— Start of DATA PROVIDED —

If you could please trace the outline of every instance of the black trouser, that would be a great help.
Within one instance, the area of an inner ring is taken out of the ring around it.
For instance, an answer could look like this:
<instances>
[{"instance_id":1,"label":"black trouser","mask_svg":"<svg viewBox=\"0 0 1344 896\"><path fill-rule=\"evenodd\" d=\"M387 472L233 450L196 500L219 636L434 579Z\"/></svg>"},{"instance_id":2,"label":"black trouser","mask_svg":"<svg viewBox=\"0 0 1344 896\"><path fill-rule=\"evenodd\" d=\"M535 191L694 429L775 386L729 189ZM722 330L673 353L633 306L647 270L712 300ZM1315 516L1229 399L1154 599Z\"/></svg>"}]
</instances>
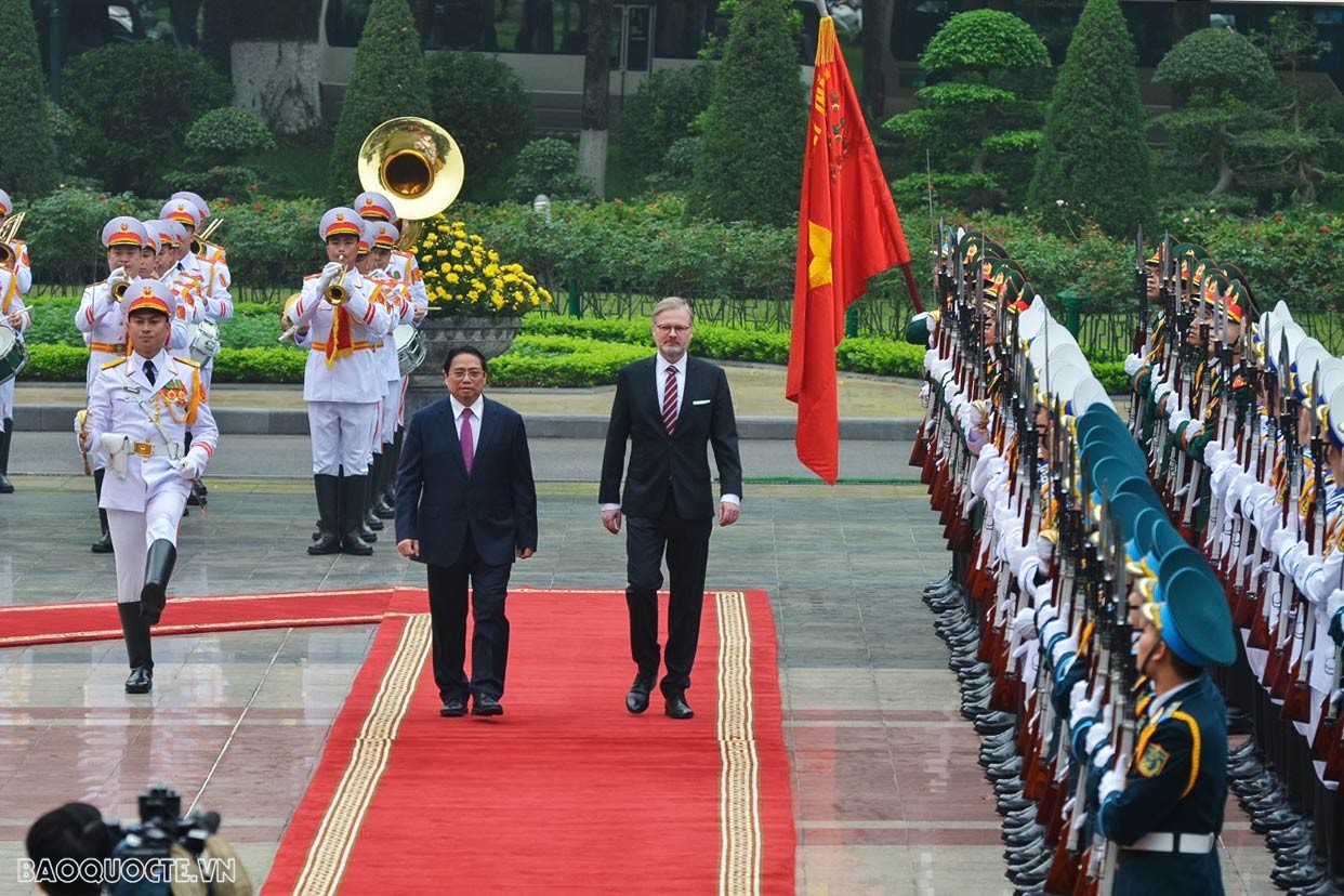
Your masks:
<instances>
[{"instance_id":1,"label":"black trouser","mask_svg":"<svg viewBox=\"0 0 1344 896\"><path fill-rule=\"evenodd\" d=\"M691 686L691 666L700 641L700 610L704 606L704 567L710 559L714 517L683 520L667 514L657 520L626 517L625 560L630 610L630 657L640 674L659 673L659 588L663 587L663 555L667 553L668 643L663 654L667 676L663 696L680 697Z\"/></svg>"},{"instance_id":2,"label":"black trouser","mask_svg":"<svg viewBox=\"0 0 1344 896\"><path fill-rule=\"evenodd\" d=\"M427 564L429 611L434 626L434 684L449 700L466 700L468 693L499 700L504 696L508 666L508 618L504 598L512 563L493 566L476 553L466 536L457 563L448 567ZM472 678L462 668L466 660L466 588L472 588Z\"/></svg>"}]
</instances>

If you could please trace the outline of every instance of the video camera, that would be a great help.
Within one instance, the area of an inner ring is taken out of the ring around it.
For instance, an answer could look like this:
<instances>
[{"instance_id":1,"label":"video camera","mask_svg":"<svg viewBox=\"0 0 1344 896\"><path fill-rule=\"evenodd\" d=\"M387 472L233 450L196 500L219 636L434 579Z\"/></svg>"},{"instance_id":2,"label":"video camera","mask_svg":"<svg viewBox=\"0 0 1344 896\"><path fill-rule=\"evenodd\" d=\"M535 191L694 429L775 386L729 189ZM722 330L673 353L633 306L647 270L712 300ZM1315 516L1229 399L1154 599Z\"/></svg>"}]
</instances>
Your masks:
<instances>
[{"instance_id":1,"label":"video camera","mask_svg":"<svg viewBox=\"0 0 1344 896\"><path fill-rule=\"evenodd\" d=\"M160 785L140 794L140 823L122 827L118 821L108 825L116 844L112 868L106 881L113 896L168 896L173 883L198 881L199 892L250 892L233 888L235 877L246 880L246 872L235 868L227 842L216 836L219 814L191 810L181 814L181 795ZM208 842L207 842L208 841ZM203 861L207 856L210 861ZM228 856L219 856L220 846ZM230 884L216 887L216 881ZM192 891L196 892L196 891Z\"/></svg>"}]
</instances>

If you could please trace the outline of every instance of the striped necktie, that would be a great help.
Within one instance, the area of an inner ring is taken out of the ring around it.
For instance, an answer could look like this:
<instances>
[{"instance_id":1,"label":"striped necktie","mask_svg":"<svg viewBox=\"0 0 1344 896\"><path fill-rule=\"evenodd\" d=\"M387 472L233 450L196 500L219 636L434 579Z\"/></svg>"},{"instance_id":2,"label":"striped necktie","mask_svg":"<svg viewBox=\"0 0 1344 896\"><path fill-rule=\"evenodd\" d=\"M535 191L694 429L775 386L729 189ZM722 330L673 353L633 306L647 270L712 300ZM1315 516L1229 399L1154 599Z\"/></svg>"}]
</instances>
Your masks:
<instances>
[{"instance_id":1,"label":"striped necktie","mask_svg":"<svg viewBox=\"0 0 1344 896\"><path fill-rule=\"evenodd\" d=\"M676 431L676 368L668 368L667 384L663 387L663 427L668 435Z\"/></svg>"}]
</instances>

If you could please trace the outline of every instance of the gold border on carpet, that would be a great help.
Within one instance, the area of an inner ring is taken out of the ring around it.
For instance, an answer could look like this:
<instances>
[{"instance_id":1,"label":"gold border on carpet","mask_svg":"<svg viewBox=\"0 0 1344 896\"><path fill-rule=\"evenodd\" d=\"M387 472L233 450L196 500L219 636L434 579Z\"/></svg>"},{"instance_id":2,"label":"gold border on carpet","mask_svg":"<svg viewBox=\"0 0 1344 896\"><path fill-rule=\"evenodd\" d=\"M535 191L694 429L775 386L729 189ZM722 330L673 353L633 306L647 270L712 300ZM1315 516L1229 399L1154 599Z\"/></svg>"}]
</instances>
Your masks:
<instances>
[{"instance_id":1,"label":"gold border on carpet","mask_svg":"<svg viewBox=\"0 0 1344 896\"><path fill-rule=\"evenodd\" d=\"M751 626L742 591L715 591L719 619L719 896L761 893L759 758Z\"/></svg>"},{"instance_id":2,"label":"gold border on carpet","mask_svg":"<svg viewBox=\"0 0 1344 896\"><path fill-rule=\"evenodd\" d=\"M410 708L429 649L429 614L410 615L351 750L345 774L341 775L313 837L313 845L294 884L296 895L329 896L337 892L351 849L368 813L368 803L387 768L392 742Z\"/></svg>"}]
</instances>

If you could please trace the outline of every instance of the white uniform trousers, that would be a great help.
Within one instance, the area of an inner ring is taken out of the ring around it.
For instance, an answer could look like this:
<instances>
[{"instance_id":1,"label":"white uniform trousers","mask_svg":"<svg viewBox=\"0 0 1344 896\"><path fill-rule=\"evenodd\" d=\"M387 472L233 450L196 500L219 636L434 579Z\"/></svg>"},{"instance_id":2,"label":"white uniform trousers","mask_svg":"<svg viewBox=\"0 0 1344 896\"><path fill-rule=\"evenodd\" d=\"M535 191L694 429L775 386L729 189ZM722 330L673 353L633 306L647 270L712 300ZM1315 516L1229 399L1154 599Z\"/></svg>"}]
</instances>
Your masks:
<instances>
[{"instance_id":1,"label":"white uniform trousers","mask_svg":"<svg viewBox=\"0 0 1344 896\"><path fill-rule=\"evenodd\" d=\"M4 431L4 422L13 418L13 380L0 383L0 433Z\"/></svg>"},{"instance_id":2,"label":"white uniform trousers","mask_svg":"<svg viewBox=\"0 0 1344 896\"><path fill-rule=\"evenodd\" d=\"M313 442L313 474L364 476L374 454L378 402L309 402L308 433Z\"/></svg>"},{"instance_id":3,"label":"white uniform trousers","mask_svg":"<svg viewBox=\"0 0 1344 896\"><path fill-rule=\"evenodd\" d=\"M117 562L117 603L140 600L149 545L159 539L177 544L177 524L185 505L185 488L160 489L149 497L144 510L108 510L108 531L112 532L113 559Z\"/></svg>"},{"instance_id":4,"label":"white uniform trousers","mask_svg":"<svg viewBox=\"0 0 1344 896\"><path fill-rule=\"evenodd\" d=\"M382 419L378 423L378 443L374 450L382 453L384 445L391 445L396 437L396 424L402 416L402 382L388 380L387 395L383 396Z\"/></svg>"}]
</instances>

— End of DATA PROVIDED —
— Start of DATA PROVIDED —

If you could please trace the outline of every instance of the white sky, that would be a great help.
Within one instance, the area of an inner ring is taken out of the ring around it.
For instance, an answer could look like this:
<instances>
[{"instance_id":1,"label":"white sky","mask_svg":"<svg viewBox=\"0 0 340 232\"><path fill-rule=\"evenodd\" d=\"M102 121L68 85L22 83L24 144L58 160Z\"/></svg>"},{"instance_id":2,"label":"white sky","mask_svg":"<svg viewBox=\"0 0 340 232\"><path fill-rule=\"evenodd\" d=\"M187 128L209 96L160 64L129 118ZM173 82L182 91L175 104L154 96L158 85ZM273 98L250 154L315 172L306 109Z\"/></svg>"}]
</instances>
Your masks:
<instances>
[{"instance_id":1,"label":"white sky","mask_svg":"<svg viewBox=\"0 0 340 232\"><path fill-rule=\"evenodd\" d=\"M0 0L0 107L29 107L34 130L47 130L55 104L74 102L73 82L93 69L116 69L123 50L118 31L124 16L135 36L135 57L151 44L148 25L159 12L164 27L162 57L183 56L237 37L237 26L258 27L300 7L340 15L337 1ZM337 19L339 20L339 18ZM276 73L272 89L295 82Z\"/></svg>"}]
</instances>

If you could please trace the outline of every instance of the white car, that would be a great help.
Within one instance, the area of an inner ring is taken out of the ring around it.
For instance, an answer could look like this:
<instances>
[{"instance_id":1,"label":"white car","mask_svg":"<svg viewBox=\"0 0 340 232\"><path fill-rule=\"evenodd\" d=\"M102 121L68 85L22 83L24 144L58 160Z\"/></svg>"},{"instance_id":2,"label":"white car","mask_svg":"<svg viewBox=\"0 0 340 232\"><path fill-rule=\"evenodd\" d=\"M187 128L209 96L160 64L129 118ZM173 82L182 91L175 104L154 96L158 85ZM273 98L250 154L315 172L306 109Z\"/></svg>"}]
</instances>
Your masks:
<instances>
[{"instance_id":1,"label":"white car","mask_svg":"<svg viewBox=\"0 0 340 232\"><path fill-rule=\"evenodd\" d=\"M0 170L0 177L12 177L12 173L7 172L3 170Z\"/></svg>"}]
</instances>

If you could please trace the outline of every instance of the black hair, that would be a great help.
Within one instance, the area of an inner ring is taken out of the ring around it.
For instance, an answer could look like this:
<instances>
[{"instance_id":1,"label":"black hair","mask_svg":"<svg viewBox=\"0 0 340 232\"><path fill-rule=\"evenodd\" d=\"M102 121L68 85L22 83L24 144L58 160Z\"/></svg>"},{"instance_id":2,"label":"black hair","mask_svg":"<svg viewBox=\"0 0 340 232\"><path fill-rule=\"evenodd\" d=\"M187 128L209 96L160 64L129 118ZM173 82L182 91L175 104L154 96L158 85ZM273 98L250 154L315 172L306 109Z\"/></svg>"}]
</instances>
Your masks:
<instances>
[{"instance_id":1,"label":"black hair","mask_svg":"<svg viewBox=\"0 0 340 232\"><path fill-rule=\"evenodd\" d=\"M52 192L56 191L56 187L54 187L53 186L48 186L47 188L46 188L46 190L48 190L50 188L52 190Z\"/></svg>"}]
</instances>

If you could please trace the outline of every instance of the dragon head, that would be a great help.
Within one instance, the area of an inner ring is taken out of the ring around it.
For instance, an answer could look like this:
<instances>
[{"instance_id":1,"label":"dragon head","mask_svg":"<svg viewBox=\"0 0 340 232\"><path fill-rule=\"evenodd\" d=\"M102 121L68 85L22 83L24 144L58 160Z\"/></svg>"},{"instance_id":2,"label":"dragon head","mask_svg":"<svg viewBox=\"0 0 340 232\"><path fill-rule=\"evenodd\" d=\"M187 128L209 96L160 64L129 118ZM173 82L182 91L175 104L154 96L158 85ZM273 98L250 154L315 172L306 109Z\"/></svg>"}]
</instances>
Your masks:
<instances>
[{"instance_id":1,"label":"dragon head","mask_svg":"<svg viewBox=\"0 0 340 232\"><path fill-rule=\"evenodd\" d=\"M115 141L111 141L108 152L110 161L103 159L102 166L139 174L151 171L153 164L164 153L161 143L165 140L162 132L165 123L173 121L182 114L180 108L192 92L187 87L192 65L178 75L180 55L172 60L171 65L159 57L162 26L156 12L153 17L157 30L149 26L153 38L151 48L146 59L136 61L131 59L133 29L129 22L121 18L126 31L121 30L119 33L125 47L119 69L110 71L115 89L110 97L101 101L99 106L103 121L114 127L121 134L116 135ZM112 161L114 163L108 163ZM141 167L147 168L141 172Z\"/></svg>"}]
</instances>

— End of DATA PROVIDED —
— Start of DATA PROVIDED —

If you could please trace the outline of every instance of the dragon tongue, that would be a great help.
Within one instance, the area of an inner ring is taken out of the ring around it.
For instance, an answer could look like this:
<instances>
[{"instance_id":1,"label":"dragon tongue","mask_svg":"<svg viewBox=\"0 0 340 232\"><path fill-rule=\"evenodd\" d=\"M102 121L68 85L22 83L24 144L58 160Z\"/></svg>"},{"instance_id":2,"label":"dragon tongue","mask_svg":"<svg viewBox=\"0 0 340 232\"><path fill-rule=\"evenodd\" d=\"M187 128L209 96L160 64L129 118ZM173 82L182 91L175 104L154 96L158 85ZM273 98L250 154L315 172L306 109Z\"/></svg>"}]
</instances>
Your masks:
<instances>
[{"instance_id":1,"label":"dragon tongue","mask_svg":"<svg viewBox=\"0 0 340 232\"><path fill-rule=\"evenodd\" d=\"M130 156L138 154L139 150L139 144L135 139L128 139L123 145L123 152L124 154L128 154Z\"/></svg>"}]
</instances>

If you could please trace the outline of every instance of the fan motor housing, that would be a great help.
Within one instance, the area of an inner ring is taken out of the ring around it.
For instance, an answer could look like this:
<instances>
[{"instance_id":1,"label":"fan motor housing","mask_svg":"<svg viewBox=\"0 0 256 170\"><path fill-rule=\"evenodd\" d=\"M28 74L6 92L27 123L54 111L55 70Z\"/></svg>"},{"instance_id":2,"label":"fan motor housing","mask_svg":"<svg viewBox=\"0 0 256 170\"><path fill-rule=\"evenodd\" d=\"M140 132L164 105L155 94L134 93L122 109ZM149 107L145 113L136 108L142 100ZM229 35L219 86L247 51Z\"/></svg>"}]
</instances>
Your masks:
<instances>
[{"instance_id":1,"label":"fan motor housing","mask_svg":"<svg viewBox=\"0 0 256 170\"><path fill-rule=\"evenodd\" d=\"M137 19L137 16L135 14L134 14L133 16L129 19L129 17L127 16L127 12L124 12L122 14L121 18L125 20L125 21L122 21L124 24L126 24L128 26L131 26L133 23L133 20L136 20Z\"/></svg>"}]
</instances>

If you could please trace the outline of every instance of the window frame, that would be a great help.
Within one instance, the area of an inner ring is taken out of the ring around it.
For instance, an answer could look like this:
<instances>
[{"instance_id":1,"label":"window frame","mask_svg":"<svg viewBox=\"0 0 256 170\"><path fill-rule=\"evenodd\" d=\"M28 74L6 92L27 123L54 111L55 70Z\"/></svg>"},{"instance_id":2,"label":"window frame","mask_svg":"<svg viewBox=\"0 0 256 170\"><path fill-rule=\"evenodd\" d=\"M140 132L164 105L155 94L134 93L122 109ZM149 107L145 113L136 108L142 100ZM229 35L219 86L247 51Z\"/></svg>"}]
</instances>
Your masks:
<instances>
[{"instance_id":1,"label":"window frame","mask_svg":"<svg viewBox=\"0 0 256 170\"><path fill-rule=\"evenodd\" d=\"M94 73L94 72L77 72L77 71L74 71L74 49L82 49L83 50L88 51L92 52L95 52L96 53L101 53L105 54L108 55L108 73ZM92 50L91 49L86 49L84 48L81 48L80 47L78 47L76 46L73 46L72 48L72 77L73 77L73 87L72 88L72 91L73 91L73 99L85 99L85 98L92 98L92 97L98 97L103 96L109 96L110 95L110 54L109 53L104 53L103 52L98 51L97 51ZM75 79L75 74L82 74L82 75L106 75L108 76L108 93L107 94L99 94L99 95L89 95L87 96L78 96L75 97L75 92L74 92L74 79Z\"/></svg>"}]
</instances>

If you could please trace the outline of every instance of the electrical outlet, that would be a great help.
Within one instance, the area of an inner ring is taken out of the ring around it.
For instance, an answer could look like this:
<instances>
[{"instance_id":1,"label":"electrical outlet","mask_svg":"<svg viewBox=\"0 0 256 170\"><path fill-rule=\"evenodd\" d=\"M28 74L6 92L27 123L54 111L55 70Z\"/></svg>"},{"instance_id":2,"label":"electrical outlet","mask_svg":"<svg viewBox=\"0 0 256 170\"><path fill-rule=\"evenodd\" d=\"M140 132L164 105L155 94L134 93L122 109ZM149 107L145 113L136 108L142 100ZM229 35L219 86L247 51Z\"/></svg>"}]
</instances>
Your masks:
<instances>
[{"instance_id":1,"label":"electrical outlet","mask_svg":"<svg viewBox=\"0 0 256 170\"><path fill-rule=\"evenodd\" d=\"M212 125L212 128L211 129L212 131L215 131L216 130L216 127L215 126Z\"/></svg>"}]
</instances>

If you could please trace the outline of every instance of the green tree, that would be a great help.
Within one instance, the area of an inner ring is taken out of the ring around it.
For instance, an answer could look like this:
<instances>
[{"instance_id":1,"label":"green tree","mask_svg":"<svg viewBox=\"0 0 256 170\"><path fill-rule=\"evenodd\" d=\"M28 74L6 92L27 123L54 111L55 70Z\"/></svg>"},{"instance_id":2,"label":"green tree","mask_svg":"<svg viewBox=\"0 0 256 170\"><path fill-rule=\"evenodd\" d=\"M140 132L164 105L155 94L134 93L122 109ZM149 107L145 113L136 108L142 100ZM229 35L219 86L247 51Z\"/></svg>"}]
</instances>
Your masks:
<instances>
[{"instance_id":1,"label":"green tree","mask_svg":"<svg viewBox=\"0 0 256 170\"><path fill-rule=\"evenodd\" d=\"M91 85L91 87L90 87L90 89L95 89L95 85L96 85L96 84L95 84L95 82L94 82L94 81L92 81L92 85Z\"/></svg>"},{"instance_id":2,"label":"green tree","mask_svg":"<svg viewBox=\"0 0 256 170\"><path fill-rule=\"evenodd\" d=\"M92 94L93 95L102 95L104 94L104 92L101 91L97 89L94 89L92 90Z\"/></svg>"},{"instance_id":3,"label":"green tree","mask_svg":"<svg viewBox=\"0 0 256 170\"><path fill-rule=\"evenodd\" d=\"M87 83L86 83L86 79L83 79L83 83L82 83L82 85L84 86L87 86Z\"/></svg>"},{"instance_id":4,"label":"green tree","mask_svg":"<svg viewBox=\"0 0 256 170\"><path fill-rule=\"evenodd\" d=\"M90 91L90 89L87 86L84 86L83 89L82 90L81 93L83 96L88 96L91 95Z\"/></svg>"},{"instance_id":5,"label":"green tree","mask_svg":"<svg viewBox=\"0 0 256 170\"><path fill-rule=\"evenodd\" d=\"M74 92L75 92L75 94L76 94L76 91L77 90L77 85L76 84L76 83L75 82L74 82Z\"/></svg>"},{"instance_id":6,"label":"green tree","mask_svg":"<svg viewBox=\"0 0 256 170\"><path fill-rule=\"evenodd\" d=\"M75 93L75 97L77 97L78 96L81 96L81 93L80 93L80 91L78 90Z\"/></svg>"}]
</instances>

— End of DATA PROVIDED —

PROBLEM REQUIREMENTS – Report how many lines of the data above contain the string "tongue", counting only matches with the same case. Give the number alone.

IN RESPONSE – 3